Nem é preciso assistir a um episódio para constatar isso; já nas aberturas de Mob Psycho 100 testemunhamos clipes psicodélicos nos quais figuras surreais se misturam a personagens muito bem animados, alternando danças com cenas de lutas empolgantes. E se for além da abertura, perceberá que o estúdio Bones caprichou demais aqui: em um dos primeiros episódios temos uma briga entre membros de escolas rivais digna de um Goku vs Freeza com Namekusei explodindo.
Isso já seria o bastante para colocar este entre os animes com melhores sakugas, mas a produção do anime conseguiu um outro feito quase único: tornou Mob Psycho 100 um anime de produção saudável, um dos raros casos nos quais os animadores têm tempo e recurso necessários para produzir um anime com tranquilidade e focado em entregar o melhor resultado possível. O nível de organização da produção é tão grande que a terceira temporada foi finalizada meses antes da estreia, o que permitiu um outro feito logístico: os episódios dublados em português estão sendo lançados pela Crunchyroll simultaneamente à estreia do original.
══════════
Exercícios propostos:
a – Reproduza o trecho sobre Mob Psycho 100 começando em "Isso já seria" e seguindo até "estreia do original.".
b – De acordo com o trecho sobre Mob Psycho 100, quando a terceira temporada foi finalizada?
Os registros não precisam ser consultados.
══════════
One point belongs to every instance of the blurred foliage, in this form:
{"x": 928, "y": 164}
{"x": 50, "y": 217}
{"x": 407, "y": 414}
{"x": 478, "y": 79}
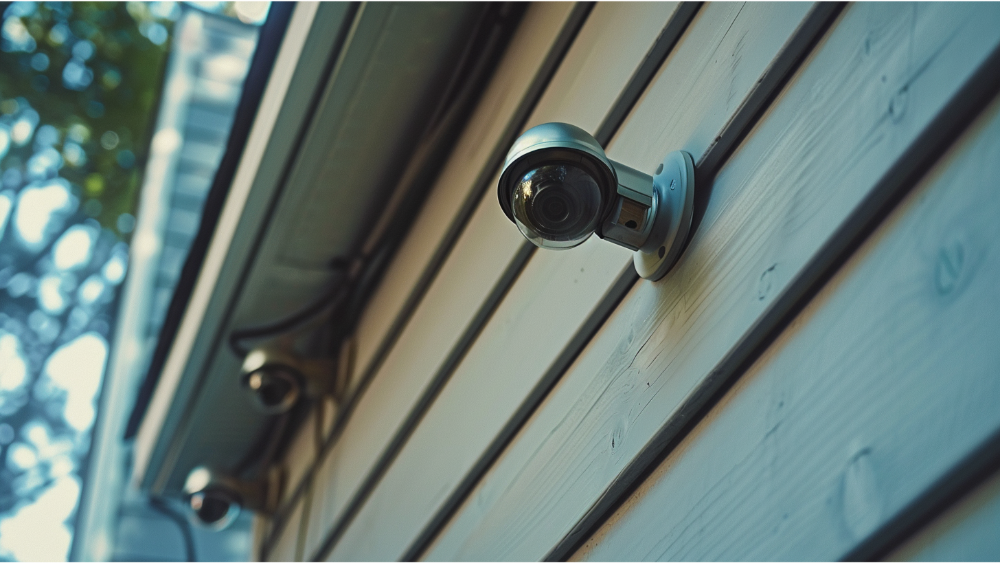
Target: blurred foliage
{"x": 92, "y": 70}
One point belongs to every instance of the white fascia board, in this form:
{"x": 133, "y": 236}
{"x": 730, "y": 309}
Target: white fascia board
{"x": 191, "y": 326}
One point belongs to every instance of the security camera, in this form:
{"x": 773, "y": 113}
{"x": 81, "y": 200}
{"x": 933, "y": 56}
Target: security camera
{"x": 216, "y": 499}
{"x": 276, "y": 379}
{"x": 559, "y": 187}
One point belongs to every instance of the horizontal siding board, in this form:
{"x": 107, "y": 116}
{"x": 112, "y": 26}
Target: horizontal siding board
{"x": 452, "y": 299}
{"x": 497, "y": 107}
{"x": 879, "y": 77}
{"x": 582, "y": 91}
{"x": 881, "y": 385}
{"x": 967, "y": 532}
{"x": 284, "y": 548}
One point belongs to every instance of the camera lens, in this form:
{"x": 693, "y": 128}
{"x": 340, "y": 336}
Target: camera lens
{"x": 213, "y": 508}
{"x": 557, "y": 205}
{"x": 274, "y": 388}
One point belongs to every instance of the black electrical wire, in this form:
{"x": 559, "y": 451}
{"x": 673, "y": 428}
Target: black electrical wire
{"x": 160, "y": 505}
{"x": 328, "y": 301}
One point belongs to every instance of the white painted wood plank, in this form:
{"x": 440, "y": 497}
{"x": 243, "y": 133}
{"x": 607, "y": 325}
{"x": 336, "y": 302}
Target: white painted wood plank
{"x": 558, "y": 290}
{"x": 966, "y": 532}
{"x": 476, "y": 261}
{"x": 300, "y": 454}
{"x": 883, "y": 382}
{"x": 500, "y": 99}
{"x": 880, "y": 75}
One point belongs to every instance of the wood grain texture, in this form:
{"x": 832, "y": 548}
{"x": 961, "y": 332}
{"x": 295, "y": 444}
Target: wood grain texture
{"x": 476, "y": 261}
{"x": 882, "y": 383}
{"x": 968, "y": 532}
{"x": 498, "y": 104}
{"x": 583, "y": 89}
{"x": 877, "y": 79}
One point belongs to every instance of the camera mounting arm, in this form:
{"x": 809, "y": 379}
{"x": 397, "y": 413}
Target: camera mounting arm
{"x": 559, "y": 187}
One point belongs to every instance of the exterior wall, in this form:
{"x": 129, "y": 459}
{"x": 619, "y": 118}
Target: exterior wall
{"x": 805, "y": 385}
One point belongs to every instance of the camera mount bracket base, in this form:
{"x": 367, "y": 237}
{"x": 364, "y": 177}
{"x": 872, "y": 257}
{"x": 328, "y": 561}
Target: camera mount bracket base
{"x": 673, "y": 209}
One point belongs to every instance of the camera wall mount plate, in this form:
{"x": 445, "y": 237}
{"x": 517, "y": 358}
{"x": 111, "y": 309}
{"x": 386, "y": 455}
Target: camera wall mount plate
{"x": 674, "y": 210}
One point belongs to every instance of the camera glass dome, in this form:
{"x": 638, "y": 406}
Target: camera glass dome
{"x": 275, "y": 388}
{"x": 556, "y": 205}
{"x": 214, "y": 508}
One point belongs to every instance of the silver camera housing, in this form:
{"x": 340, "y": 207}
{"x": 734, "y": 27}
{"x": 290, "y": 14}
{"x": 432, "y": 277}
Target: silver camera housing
{"x": 215, "y": 499}
{"x": 277, "y": 379}
{"x": 553, "y": 173}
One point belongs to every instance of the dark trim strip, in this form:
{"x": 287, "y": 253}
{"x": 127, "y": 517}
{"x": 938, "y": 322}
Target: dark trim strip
{"x": 983, "y": 462}
{"x": 908, "y": 170}
{"x": 406, "y": 429}
{"x": 647, "y": 69}
{"x": 607, "y": 305}
{"x": 626, "y": 100}
{"x": 219, "y": 337}
{"x": 271, "y": 35}
{"x": 483, "y": 182}
{"x": 488, "y": 41}
{"x": 777, "y": 75}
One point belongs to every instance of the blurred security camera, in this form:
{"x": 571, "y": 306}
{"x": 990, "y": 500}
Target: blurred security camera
{"x": 216, "y": 499}
{"x": 559, "y": 188}
{"x": 276, "y": 379}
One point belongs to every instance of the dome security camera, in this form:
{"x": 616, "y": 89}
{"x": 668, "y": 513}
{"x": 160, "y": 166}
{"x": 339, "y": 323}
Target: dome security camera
{"x": 216, "y": 499}
{"x": 559, "y": 187}
{"x": 277, "y": 379}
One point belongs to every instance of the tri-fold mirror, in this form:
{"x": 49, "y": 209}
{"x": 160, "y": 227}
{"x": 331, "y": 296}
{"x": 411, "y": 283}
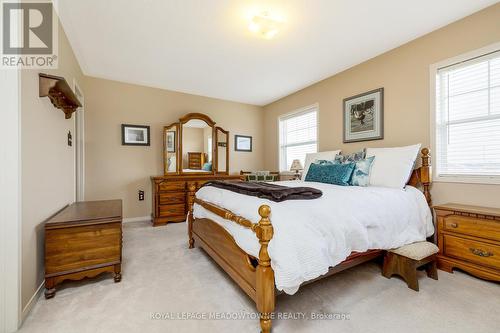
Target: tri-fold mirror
{"x": 194, "y": 145}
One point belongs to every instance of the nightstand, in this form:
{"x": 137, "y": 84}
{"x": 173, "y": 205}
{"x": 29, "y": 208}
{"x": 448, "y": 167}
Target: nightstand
{"x": 469, "y": 239}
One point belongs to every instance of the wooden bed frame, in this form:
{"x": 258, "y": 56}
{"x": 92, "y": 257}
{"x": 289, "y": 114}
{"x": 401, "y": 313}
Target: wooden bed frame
{"x": 255, "y": 275}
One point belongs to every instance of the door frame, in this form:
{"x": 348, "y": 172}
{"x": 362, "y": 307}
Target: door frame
{"x": 10, "y": 209}
{"x": 79, "y": 144}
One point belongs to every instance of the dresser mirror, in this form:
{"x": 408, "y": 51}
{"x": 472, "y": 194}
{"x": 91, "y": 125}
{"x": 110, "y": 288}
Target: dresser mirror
{"x": 170, "y": 148}
{"x": 195, "y": 145}
{"x": 222, "y": 148}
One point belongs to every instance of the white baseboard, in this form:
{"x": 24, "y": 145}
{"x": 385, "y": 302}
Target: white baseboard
{"x": 137, "y": 219}
{"x": 31, "y": 303}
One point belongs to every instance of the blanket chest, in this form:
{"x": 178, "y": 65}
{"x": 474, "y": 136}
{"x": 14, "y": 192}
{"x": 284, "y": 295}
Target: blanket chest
{"x": 83, "y": 240}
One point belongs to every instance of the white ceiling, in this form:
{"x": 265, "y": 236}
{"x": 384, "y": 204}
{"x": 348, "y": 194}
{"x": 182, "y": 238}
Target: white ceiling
{"x": 203, "y": 47}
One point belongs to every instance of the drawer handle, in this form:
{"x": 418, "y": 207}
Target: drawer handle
{"x": 480, "y": 253}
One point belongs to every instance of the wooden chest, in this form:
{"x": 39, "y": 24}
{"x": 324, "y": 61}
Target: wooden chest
{"x": 469, "y": 239}
{"x": 170, "y": 195}
{"x": 83, "y": 240}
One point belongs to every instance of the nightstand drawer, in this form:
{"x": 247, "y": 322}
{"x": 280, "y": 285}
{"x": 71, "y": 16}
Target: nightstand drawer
══════════
Respostas:
a –
Isso já seria o bastante para colocar este entre os animes com melhores sakugas, mas a produção do anime conseguiu um outro feito quase único: tornou Mob Psycho 100 um anime de produção saudável, um dos raros casos nos quais os animadores têm tempo e recurso necessários para produzir um anime com tranquilidade e focado em entregar o melhor resultado possível. O nível de organização da produção é tão grande que a terceira temporada foi finalizada meses antes da estreia, o que permitiu um outro feito logístico: os episódios dublados em português estão sendo lançados pela Crunchyroll simultaneamente à estreia do original.

b – Meses antes da estreia.